Task to carry out -> Starting at the line that holds "Tag white ornate" and stopping at the line that holds "Tag white porch", restate the records below word for word, with both of those lines included.

▼▼▼

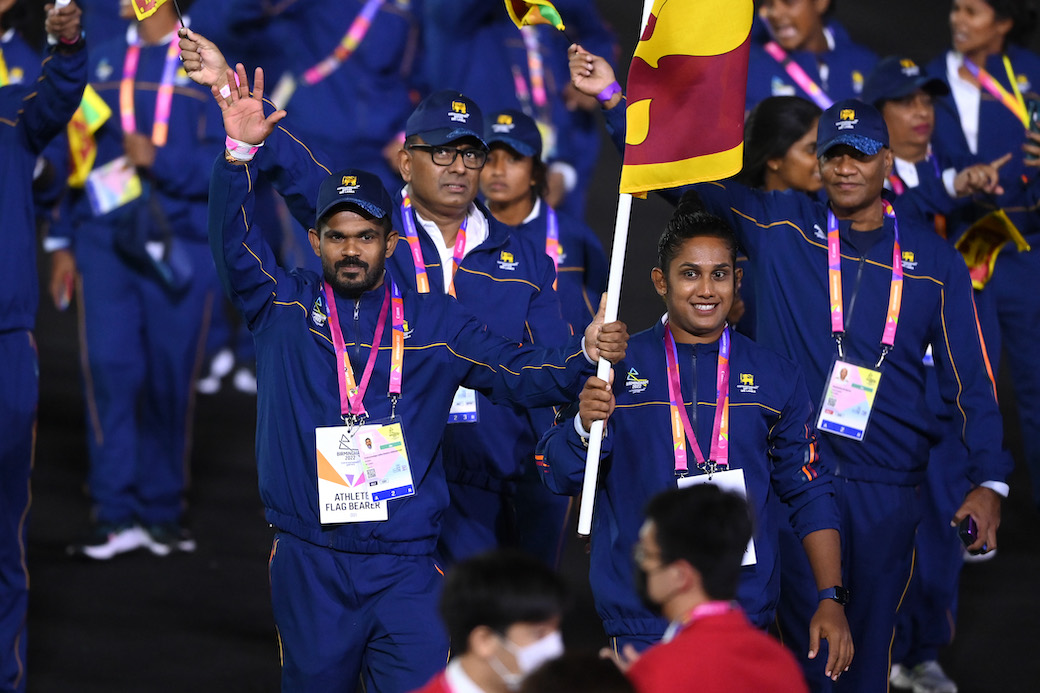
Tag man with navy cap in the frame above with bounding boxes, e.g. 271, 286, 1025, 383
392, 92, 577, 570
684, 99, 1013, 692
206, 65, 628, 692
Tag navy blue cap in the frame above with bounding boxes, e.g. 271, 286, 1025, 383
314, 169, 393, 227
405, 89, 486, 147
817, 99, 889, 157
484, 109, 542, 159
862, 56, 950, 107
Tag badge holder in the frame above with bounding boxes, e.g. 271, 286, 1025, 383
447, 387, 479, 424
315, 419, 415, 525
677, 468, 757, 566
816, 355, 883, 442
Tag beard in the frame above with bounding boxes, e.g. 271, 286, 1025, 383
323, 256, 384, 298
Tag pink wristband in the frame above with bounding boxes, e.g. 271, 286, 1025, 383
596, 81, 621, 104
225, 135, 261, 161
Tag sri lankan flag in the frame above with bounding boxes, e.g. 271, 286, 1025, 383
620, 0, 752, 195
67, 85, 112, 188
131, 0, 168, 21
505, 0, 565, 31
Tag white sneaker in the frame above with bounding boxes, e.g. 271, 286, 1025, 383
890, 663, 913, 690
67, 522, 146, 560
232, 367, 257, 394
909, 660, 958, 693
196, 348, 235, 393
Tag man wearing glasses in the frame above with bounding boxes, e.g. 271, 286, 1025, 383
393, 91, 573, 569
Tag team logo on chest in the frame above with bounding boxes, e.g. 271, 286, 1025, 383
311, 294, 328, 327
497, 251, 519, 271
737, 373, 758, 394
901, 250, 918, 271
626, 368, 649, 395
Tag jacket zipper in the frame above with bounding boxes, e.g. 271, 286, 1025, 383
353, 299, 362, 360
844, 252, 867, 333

▲▲▲
▼▼▼

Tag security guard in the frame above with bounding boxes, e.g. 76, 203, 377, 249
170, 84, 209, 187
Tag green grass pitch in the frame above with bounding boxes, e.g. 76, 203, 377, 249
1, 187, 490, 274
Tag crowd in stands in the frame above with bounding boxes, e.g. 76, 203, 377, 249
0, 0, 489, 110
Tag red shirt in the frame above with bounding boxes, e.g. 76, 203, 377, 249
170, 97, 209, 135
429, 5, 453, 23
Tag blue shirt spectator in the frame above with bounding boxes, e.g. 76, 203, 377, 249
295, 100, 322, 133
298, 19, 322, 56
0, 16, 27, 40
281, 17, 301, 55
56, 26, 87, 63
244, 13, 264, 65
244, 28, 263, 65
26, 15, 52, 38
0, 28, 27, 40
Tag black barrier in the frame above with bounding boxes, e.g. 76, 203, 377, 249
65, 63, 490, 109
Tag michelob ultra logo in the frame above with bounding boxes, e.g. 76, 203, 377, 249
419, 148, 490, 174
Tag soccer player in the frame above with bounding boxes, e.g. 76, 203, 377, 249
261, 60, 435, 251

▲▲▲
▼▼▼

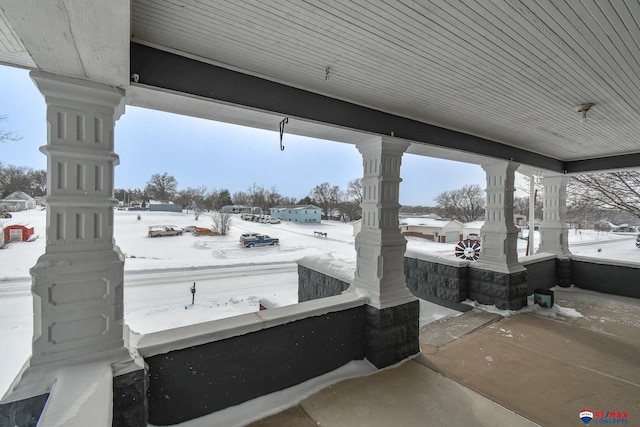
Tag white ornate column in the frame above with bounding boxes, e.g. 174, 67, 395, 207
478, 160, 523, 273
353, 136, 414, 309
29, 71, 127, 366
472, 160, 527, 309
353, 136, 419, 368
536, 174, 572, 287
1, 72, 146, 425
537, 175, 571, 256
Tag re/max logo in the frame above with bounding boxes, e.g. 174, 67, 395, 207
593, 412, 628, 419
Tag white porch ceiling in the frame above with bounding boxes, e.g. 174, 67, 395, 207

▲▲▲

Answer for the task ->
Tag white ornate column in the frame above with bounding boxes, e.g. 174, 67, 395, 207
478, 160, 523, 273
353, 136, 414, 309
29, 71, 127, 366
472, 160, 527, 309
353, 136, 419, 368
536, 174, 572, 287
1, 72, 146, 425
537, 175, 571, 256
Tag re/max logo in the frame above with bounding boxes, e.g. 174, 67, 395, 207
593, 412, 628, 419
Tag white porch ceiling in the frame above with bounding boxes, e.g. 174, 67, 395, 207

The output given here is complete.